Find the line containing "point(170, 192)" in the entries below. Reproduce that line and each one after it to the end, exactly, with no other lines.

________________________

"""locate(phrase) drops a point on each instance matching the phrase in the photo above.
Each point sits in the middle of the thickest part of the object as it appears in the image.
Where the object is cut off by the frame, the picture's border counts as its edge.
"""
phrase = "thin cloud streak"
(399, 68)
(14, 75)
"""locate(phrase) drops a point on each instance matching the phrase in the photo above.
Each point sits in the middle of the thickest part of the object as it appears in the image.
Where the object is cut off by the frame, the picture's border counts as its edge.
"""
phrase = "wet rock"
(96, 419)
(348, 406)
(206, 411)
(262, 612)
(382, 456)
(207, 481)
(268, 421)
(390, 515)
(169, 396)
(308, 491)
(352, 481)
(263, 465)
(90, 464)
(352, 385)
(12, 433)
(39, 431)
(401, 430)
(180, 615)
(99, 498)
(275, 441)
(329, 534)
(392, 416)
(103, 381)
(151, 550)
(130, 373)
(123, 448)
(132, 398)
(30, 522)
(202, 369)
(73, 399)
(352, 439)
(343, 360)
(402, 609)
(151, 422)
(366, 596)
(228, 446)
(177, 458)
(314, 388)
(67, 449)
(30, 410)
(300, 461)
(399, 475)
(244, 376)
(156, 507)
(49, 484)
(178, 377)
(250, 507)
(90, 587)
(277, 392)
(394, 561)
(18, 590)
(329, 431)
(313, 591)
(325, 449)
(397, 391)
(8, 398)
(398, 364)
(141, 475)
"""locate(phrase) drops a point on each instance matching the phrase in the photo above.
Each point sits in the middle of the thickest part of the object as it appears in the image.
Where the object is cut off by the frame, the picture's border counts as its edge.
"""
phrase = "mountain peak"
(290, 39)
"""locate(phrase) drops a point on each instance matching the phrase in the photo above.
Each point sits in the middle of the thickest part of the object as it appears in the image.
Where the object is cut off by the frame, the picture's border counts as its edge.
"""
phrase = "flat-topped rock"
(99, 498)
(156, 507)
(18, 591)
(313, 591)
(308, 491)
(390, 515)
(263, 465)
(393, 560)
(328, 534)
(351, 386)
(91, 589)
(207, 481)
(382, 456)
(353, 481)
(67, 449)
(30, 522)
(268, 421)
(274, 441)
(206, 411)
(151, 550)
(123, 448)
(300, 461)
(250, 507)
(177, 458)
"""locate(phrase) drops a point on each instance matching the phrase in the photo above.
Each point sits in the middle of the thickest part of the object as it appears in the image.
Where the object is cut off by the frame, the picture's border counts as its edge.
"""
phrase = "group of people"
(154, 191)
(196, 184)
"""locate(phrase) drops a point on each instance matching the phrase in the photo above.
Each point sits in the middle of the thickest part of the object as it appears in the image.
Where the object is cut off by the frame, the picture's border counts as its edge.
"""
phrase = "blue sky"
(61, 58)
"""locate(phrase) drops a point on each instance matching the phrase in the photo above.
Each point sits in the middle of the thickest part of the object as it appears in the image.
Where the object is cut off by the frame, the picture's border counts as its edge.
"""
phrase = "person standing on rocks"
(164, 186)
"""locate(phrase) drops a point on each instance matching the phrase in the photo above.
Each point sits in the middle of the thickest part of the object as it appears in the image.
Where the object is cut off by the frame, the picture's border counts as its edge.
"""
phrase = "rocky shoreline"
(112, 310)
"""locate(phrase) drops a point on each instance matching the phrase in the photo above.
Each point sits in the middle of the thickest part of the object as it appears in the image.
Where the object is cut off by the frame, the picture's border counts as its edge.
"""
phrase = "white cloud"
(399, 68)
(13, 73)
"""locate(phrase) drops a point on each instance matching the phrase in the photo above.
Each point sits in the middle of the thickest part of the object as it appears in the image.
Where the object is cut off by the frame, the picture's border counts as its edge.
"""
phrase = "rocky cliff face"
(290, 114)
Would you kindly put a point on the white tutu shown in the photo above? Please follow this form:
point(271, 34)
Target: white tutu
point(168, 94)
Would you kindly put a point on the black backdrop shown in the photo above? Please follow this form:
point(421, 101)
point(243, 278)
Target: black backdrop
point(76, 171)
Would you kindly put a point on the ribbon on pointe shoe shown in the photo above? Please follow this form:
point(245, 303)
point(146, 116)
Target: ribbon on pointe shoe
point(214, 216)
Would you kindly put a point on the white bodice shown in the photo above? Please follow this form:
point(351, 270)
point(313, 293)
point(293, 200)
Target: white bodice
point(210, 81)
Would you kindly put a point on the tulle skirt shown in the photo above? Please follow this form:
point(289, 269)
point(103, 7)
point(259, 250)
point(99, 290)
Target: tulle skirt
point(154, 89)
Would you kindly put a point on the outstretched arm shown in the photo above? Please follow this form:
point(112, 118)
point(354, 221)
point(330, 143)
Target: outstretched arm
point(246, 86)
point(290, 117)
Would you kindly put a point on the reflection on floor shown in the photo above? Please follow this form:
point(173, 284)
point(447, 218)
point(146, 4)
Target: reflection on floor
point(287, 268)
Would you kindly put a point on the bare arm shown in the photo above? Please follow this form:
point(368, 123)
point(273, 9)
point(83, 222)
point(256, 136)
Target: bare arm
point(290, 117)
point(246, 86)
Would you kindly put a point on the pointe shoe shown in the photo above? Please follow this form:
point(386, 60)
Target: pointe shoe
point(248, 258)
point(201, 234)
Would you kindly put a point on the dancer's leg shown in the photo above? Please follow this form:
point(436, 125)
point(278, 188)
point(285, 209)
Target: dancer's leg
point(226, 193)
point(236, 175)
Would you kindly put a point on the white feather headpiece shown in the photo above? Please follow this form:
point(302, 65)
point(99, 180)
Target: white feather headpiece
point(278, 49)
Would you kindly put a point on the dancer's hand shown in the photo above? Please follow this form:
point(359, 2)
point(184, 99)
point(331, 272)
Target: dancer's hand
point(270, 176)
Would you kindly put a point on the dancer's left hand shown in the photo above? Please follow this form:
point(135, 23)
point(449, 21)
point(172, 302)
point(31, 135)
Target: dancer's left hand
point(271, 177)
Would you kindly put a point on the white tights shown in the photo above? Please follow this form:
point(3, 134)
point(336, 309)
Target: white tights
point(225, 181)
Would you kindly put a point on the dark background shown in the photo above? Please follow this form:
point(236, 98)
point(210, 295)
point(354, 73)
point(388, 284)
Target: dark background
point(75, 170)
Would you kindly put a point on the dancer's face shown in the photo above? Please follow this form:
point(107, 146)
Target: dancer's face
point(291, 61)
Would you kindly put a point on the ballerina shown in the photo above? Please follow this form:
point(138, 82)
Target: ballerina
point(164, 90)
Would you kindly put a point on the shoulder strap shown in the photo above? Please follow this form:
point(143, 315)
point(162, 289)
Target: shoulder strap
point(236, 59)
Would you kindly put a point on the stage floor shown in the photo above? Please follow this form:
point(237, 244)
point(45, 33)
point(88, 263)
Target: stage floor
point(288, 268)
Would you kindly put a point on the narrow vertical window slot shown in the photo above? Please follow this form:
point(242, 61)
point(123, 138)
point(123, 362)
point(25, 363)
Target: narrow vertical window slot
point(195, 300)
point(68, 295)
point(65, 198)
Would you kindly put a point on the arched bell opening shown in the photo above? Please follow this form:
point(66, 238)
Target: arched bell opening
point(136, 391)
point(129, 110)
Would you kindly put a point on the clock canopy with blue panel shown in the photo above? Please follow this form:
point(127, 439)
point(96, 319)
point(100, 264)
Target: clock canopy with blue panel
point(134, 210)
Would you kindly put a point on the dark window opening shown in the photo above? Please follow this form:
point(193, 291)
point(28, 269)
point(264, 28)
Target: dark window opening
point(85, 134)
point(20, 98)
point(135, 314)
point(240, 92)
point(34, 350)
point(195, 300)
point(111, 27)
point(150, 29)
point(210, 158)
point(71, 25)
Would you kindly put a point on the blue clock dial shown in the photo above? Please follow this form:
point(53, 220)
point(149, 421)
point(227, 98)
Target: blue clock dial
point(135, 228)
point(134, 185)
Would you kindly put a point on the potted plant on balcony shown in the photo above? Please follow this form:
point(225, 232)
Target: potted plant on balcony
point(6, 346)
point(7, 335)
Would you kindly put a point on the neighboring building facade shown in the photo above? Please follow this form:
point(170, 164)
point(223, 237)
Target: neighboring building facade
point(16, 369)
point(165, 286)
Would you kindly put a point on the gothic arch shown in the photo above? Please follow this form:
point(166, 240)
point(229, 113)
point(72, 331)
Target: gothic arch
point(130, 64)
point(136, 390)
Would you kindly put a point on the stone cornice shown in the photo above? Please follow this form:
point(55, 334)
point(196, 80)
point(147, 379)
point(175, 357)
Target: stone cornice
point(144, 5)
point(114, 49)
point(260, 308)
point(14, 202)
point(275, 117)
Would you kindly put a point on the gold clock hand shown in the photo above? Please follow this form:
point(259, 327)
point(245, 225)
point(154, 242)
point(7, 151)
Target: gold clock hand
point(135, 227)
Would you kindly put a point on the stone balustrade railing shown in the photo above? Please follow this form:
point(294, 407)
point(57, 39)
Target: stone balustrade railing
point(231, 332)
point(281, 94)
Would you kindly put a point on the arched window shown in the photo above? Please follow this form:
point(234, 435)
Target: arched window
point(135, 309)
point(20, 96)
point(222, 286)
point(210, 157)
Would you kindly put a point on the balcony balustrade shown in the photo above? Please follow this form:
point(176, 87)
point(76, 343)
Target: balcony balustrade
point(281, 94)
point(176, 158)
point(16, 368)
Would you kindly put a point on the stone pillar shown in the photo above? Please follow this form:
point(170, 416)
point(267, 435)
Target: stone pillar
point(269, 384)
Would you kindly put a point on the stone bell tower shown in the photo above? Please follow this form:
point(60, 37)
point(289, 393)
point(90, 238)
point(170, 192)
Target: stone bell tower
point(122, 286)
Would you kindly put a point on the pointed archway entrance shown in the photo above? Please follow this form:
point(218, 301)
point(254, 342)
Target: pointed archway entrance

________________________

- _Result below_
point(170, 192)
Target: stone bell tower
point(122, 286)
Would you kindly put a point on the pointed archway entrance shown in the photo above? Please follow this form:
point(218, 301)
point(254, 342)
Target: pointed archway entrance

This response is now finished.